* **GOAL OF THE EXERCISE**
Once you have read the records below, restate them word for word.

DATA EXTRACT section start

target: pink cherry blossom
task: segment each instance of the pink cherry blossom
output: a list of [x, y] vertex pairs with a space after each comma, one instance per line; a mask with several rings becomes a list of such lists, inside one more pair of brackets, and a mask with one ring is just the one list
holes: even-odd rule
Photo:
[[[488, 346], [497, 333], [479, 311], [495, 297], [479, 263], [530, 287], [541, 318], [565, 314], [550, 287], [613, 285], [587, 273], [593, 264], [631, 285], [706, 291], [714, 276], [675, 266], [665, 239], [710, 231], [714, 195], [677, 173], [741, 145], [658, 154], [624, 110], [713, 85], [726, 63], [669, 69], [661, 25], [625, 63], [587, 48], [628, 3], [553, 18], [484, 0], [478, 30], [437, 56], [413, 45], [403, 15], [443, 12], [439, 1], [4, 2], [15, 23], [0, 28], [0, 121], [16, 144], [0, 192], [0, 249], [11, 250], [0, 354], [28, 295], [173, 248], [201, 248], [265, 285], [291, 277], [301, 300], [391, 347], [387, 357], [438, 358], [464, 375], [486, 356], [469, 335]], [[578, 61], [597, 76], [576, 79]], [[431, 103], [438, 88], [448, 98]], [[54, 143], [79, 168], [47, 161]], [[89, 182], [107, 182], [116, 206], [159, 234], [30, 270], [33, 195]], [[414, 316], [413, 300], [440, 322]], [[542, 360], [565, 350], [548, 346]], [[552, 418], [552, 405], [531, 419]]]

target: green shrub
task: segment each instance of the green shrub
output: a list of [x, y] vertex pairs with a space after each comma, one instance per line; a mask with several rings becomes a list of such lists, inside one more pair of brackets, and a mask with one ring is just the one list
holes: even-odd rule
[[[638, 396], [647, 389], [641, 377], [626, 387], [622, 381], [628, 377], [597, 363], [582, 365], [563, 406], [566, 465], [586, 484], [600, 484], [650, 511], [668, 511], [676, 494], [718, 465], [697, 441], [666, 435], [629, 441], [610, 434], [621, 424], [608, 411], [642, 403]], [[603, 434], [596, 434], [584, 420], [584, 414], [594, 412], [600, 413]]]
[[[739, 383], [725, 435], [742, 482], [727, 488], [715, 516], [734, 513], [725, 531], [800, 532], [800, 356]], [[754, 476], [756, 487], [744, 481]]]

DATA EXTRACT section end

* **SOLUTION**
target: pink cherry blossom
task: segment each instance of the pink cherry blossom
output: a list of [x, y] vertex pairs with a space after each comma, one instance per line; a mask with several rings becomes a list of such lists, inside one more pair of brackets, and a mask with one ring is just the one list
holes: even-odd rule
Photo:
[[[488, 346], [497, 333], [479, 311], [495, 297], [479, 263], [530, 287], [541, 318], [565, 314], [550, 287], [613, 285], [587, 273], [593, 264], [631, 285], [706, 291], [714, 276], [675, 266], [665, 239], [710, 231], [714, 195], [677, 173], [741, 145], [658, 154], [624, 110], [713, 85], [726, 63], [669, 69], [661, 25], [625, 63], [587, 48], [628, 3], [553, 18], [484, 0], [478, 30], [437, 56], [413, 45], [403, 15], [443, 12], [439, 1], [4, 2], [15, 23], [0, 28], [0, 121], [16, 144], [0, 192], [0, 249], [11, 250], [0, 354], [28, 295], [173, 248], [201, 248], [265, 285], [291, 277], [301, 300], [391, 347], [387, 357], [438, 358], [464, 375], [486, 356], [469, 335]], [[578, 61], [597, 76], [576, 79]], [[431, 103], [438, 88], [448, 98]], [[54, 143], [79, 168], [47, 161]], [[89, 182], [107, 182], [116, 206], [159, 234], [30, 270], [33, 195]], [[414, 316], [413, 300], [440, 322]], [[542, 360], [565, 350], [548, 346]], [[552, 418], [552, 405], [531, 419]]]

target: green shrub
task: segment each instance of the green shrub
output: a list of [x, y] vertex pairs with a space after each comma, one instance per line; a mask with several rings becomes a list of such lists, inside one more pair of brackets, and a mask with one ring is just the one list
holes: even-odd rule
[[[638, 396], [647, 389], [641, 377], [626, 387], [622, 381], [628, 377], [597, 363], [582, 365], [563, 406], [566, 465], [586, 484], [600, 484], [650, 511], [668, 511], [676, 494], [718, 465], [697, 441], [666, 435], [629, 441], [610, 434], [621, 424], [608, 411], [642, 403]], [[603, 434], [596, 434], [584, 420], [584, 414], [594, 412], [600, 413]]]
[[[739, 383], [725, 435], [742, 482], [727, 488], [715, 516], [734, 513], [725, 531], [800, 532], [800, 356]], [[754, 476], [756, 487], [744, 481]]]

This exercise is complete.